- [Requirement]:
Return, exactly and in full, the lines of the records below starting at the one with "Target: red tile roof" and ending at the one with "[pin] stone wall", and no other lines.
***
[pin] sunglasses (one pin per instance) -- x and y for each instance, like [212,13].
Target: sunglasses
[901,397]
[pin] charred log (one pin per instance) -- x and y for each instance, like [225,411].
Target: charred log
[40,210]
***
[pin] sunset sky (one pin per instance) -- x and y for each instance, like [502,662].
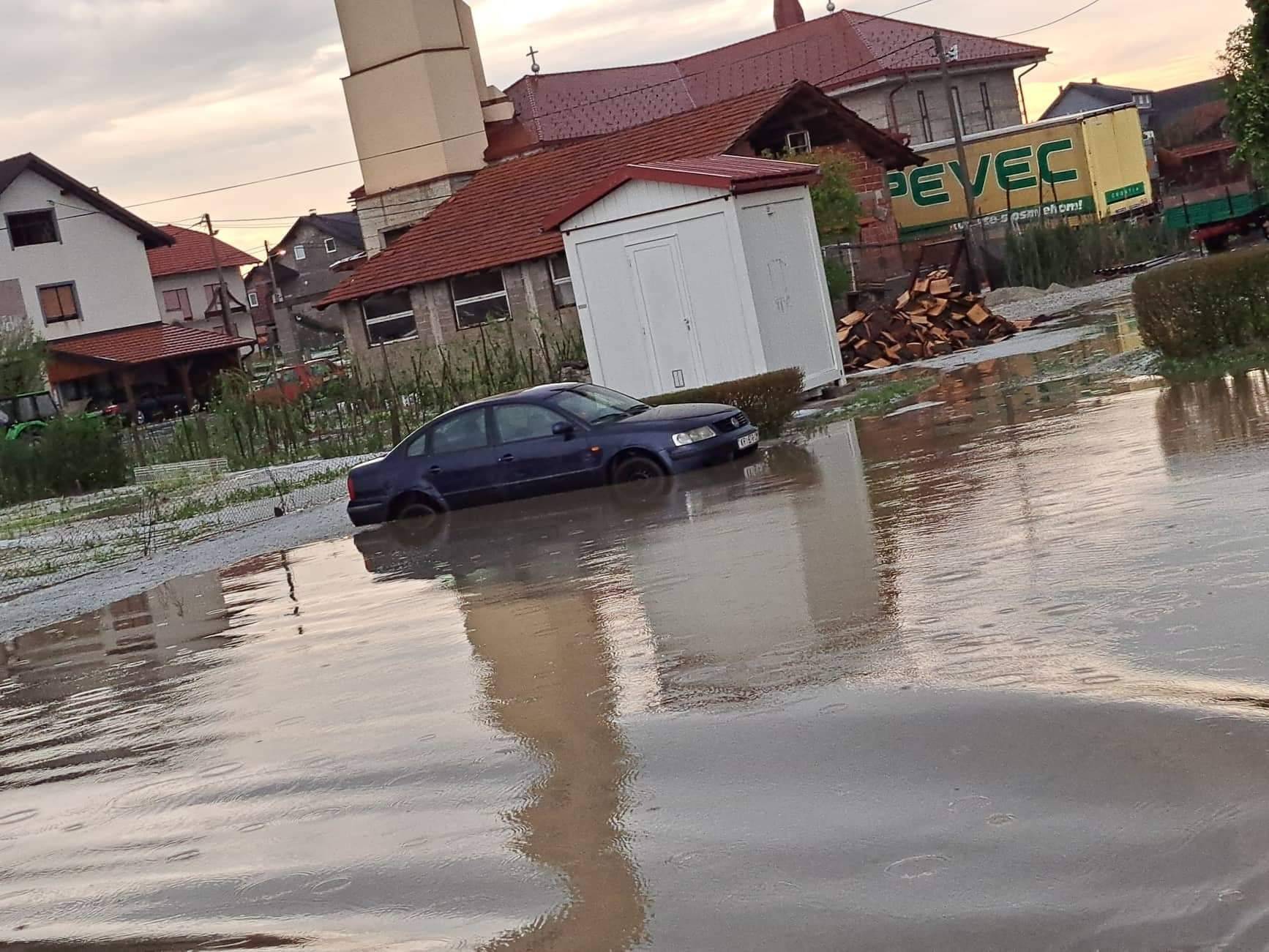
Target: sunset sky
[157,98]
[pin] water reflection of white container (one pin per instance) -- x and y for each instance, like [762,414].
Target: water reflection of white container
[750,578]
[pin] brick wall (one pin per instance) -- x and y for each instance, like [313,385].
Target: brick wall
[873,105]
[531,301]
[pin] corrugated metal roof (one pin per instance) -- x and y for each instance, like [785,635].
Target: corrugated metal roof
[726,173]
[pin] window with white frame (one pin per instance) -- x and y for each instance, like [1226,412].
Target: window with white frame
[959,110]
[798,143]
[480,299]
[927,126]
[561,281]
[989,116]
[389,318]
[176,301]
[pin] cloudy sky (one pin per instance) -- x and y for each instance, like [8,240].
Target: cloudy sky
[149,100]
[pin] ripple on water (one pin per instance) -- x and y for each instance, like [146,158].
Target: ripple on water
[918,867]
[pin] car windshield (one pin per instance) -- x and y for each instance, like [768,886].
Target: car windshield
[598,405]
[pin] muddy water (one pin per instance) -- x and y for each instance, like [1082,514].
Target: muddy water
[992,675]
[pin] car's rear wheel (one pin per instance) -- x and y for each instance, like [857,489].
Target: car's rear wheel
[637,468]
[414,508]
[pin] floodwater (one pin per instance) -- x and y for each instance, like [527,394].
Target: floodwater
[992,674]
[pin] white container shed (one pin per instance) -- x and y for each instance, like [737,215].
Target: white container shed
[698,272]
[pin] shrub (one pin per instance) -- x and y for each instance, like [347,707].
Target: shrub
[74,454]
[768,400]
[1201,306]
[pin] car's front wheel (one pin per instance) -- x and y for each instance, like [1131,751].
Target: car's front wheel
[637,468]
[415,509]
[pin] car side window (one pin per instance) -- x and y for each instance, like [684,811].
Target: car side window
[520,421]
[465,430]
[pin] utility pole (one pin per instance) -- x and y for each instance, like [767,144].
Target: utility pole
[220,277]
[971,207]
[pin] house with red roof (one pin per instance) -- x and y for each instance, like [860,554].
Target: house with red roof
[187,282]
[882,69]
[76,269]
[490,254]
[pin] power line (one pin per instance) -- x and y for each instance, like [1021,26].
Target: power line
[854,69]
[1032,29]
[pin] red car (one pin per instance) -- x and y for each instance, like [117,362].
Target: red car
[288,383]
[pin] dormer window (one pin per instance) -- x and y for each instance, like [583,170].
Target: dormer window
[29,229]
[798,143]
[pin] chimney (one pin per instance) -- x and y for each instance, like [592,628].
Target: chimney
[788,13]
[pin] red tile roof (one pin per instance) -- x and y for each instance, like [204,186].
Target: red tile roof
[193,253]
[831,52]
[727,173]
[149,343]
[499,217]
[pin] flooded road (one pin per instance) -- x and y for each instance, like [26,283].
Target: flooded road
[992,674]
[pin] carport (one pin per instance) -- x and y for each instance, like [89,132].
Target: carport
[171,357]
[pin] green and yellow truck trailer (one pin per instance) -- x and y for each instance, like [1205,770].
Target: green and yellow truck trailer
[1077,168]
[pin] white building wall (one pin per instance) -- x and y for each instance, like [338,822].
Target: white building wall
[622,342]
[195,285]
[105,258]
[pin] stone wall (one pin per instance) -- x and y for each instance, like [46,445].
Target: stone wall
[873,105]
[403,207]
***
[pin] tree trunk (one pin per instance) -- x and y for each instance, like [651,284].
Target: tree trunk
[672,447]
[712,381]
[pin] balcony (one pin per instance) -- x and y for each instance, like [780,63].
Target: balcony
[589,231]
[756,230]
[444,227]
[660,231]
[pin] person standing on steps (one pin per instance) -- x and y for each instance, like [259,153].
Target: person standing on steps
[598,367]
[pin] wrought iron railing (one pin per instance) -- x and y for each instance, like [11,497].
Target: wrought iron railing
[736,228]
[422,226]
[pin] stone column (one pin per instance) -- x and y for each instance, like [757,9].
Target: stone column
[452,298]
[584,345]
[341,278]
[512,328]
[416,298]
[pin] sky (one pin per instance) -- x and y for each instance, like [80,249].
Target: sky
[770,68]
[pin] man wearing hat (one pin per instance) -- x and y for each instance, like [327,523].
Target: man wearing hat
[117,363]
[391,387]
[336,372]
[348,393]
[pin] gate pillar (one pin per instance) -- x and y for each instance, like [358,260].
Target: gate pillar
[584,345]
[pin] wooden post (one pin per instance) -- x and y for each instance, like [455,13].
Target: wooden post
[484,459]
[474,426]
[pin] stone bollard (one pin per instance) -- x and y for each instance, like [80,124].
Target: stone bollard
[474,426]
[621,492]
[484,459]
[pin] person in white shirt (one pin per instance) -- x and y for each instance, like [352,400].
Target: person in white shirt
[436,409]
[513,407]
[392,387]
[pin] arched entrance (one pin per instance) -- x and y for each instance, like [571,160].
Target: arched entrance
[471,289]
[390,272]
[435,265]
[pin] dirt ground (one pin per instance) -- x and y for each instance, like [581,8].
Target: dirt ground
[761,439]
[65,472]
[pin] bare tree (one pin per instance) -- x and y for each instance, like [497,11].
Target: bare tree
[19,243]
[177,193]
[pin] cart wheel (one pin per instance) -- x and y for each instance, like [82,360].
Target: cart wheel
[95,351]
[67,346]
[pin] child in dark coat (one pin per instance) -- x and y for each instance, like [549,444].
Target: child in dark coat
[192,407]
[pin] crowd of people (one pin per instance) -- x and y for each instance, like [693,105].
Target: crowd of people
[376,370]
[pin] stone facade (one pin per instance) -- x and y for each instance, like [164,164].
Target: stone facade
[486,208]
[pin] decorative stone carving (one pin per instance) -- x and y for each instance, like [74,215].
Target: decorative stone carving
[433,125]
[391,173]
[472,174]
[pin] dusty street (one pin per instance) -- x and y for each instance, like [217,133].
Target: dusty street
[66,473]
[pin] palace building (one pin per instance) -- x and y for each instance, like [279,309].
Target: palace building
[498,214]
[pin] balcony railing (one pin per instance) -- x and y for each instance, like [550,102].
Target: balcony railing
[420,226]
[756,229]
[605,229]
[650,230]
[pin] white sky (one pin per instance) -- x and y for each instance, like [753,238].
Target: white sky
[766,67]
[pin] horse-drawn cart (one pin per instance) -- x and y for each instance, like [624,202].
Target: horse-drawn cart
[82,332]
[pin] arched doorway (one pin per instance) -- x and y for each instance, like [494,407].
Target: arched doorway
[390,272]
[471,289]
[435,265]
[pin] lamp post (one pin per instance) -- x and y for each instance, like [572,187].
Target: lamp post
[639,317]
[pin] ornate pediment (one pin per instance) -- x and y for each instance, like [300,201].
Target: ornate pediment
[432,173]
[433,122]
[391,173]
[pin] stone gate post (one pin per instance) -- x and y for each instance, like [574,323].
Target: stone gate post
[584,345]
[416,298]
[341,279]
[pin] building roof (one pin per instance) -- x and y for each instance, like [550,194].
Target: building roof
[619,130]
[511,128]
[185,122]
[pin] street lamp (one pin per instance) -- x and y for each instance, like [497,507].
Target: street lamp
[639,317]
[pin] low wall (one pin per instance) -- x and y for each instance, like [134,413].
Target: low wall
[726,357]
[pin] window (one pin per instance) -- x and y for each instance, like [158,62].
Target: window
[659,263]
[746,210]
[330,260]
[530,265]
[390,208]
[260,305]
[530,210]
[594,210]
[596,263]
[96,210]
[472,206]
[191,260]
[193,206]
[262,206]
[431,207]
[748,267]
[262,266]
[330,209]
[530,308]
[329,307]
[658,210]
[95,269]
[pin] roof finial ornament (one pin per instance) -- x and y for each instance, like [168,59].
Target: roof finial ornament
***
- [Exercise answer]:
Target: red tile roof
[193,253]
[831,52]
[727,173]
[149,343]
[499,217]
[pin] flooded road (one pin per instance) -- x and y for each instance, like [26,283].
Target: flooded road
[992,674]
[pin] carport (one pin per instance) -- x and y for each instance, like [89,132].
Target: carport
[171,357]
[pin] green and yellow truck trailer (one pin per instance) -- x and y for each instance, like [1205,770].
Target: green and yellow truck trailer
[1077,168]
[pin] white building wall (one pin per instance) -- x and y for each instance, like [338,822].
Target: white building wall
[622,342]
[195,285]
[105,258]
[pin] stone wall (one pin per instance) -- x and y for each instance, like [46,445].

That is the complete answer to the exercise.